╭─ SUPPLIED RECORDS

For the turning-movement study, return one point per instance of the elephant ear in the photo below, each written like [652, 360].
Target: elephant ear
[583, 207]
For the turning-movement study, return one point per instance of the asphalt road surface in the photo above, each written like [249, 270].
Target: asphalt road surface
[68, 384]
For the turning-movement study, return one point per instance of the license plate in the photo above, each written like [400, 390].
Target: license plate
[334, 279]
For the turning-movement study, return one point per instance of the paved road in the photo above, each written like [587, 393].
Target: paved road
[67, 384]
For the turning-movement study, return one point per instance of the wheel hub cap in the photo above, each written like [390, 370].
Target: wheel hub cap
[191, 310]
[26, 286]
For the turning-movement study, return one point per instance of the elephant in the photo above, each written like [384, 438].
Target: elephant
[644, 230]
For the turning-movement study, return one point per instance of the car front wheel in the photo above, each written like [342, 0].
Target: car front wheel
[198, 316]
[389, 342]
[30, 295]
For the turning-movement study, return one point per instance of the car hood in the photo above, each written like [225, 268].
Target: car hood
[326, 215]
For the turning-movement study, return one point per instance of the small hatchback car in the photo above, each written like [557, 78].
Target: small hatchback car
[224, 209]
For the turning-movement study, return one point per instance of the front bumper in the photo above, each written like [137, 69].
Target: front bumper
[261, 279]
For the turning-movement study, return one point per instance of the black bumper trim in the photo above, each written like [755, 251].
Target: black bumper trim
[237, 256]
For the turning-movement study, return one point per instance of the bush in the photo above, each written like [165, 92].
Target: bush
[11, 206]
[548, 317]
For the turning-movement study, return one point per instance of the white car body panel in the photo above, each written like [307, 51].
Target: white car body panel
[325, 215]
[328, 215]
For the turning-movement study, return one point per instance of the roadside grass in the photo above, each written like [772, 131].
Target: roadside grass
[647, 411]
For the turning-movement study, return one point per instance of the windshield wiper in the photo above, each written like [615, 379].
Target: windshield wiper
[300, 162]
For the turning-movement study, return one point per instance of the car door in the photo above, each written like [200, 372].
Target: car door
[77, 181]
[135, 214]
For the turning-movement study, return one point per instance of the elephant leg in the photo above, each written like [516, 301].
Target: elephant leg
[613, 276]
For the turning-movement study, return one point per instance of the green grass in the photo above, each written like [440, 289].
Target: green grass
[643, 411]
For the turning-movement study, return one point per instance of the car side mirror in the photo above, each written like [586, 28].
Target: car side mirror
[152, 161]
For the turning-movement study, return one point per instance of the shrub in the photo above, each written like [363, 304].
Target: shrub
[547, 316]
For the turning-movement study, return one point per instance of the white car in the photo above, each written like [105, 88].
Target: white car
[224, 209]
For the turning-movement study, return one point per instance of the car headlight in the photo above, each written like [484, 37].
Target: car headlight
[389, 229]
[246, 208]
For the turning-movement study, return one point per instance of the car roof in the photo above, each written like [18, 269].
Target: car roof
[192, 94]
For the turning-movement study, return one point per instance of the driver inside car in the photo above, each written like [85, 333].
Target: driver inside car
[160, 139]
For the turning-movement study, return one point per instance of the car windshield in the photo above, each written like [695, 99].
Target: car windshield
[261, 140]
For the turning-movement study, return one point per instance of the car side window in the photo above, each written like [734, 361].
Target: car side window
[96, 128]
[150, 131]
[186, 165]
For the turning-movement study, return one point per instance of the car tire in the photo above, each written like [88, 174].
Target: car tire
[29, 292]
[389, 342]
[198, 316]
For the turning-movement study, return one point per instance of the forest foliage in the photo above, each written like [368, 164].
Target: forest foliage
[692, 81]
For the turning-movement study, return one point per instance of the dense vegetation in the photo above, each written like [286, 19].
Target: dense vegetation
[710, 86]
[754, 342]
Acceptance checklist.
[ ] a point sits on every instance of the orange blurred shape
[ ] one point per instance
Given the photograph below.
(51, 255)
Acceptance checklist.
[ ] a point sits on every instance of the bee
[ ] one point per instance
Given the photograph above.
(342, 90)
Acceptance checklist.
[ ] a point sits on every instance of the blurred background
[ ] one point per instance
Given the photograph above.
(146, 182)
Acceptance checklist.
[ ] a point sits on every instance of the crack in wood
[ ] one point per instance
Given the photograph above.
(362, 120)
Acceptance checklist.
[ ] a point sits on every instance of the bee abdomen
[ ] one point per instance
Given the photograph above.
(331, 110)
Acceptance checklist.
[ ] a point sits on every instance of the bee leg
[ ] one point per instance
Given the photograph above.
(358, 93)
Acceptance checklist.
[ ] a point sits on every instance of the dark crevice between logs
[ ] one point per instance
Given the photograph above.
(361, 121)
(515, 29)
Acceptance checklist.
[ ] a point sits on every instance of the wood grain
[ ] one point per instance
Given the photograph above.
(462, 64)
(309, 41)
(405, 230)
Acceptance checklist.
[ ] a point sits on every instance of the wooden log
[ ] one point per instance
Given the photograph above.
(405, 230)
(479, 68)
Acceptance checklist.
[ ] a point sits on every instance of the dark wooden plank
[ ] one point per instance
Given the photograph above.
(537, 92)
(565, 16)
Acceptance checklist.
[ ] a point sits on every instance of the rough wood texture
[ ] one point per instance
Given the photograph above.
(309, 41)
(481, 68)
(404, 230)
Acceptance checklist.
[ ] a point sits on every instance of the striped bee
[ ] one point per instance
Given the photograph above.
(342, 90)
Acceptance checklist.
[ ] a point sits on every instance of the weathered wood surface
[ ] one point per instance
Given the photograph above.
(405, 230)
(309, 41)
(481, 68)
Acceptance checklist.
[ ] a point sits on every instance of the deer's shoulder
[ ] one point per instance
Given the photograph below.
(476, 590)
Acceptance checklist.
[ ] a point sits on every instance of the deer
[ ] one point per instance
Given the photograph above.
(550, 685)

╰─

STATED EXERCISE
Recopy the entries above in their entirety, exactly.

RESPONSE
For the turning-movement study, return one point per instance of the elephant ear in the photo below, each written like [652, 360].
Target: elephant ear
[583, 207]
For the turning-movement study, return one point per instance of the asphalt road surface in the photo above, each written like [249, 270].
Target: asphalt road surface
[68, 384]
For the turning-movement study, return one point per instance of the license plate in the photo above, each written like [400, 390].
Target: license plate
[334, 279]
For the turning-movement study, return one point per instance of the paved road in the photo above, each written like [587, 393].
Target: paved road
[67, 384]
For the turning-movement study, return one point per instance of the wheel hub cap in the photo above, each written like [390, 370].
Target: wheel hub cap
[191, 310]
[26, 286]
For the turning-movement study, return one point per instance of the elephant in the photo above, each written like [384, 438].
Target: elephant
[644, 230]
For the turning-movement study, return one point per instance of the car front wheel in the photo above, each written like [342, 0].
Target: car front wheel
[198, 316]
[389, 342]
[30, 295]
For the turning-movement study, return one point per instance of the car hood in the photo above, each written like [225, 268].
Target: car hood
[326, 215]
For the turning-movement study, return one point per instance of the small hatchback car in the photo above, each written like [557, 78].
Target: small hatchback car
[224, 209]
For the turning-movement study, return one point per instance of the front bumper in the photo above, each written like [137, 69].
Target: front bumper
[261, 279]
For the turning-movement study, return one point per instance of the black bumper trim in the photo above, each written like [755, 251].
Target: black bumper trim
[237, 256]
For the turning-movement study, return one point per instance of the bush in the photo above, each written like [165, 92].
Target: bush
[11, 206]
[548, 317]
For the turning-movement study, return one point per instance of the white car body panel in the photo above, each written like [307, 51].
Target: white car body panel
[325, 215]
[328, 215]
For the turning-movement study, return one point per instance of the roadside grass in the photo above, each written like [772, 131].
Target: roadside grass
[647, 411]
For the turning-movement study, return one point per instance of the windshield wiper in the photo above, each written like [615, 379].
Target: windshield wiper
[300, 162]
For the turning-movement study, return one point per instance of the car door in the photo above, each written like [200, 372].
Target: car door
[77, 181]
[135, 214]
For the turning-movement study, return one point per instance of the elephant leg in the photo above, each written like [516, 301].
Target: elephant leg
[613, 276]
For the turning-movement study, return one point per instance of the green grass in the photo above, each written like [440, 289].
Target: green grass
[643, 411]
For the turning-movement study, return one point per instance of the car side mirror in the photo above, each written like [586, 28].
Target: car side mirror
[152, 161]
For the turning-movement study, return one point per instance of the shrub in the photo above, each written like [363, 304].
Target: shrub
[547, 316]
For the turning-movement study, return one point per instance of the white car in the photo above, each written like [105, 88].
Target: white car
[224, 209]
For the turning-movement study, return one point per instance of the car headlight in the photo above, each written like [484, 37].
Target: car headlight
[389, 229]
[246, 208]
For the turning-movement study, return one point per instance of the car roof in the photo above, each written like [18, 269].
Target: car roof
[192, 94]
For the turning-movement study, return one point per instance of the driver inside car in the photo above, each written like [85, 333].
Target: driver inside car
[160, 139]
For the turning-movement study, return one point per instance of the car windshield in the photo above, each written like [695, 99].
Target: car windshield
[261, 140]
For the turning-movement study, return one point per instance of the car side window in the photo above, each written like [734, 361].
Target: car side window
[96, 128]
[150, 131]
[186, 165]
For the turning-movement study, return one point per instance of the car tire in the photo above, each written like [88, 174].
Target: car tire
[29, 292]
[389, 342]
[198, 316]
For the turning-movement study, return one point per instance of the forest foliage in the photo above, each written like [368, 164].
Target: forest foliage
[692, 81]
For the turning-movement study, return one point per instance of the dense vegetation in the photo above, each written like [286, 19].
Target: dense vegetation
[710, 86]
[754, 342]
Acceptance checklist.
[ ] a point sits on every instance of the orange blurred shape
[ ] one point per instance
Given the photograph below.
(51, 255)
Acceptance checklist.
[ ] a point sits on every instance of the bee
[ ] one point per instance
Given the photograph above.
(342, 90)
Acceptance checklist.
[ ] a point sits on every instance of the blurred background
[ ] one point per instance
Given the photograph above.
(146, 182)
Acceptance checklist.
[ ] a point sits on every instance of the crack in wood
[ ] one point per instance
Given the photograph above.
(362, 120)
Acceptance checklist.
[ ] a point sits on every instance of the bee abdomen
[ ] one point per instance
Given the photograph above.
(331, 110)
Acceptance checklist.
[ ] a point sits on every instance of the bee leg
[ ] one point per instance
Given the photograph above.
(358, 93)
Acceptance checklist.
[ ] a point sits on every instance of the dark crevice between logs
[ ] one point per instance
Given the photograph above.
(361, 121)
(515, 29)
Acceptance checklist.
[ ] a point sits on every instance of the wood grain
[ ] one point per instance
Given the photograph above.
(462, 64)
(309, 41)
(405, 230)
Acceptance checklist.
[ ] a point sits on every instance of the wooden log
[ ] one point per instance
Given the photograph above.
(405, 230)
(479, 68)
Acceptance checklist.
[ ] a point sits on every instance of the dark wooden plank
[ ] one point per instance
Given the photograph above.
(537, 92)
(565, 16)
Acceptance checklist.
[ ] a point sits on every instance of the rough wood texture
[ ] one point per instance
Given the photograph above.
(309, 41)
(481, 68)
(404, 230)
Acceptance checklist.
[ ] a point sits on every instance of the striped bee
[ ] one point per instance
Given the photograph above.
(342, 90)
Acceptance checklist.
[ ] a point sits on every instance of the weathered wood surface
[ ] one point per instance
Given the photograph above.
(405, 230)
(309, 41)
(481, 68)
Acceptance checklist.
[ ] a point sits on every instance of the deer's shoulder
[ ] one point per instance
Given the photograph below.
(476, 590)
Acceptance checklist.
[ ] a point sits on every instance of the deer
[ ] one point per instance
Given the photograph above.
(550, 685)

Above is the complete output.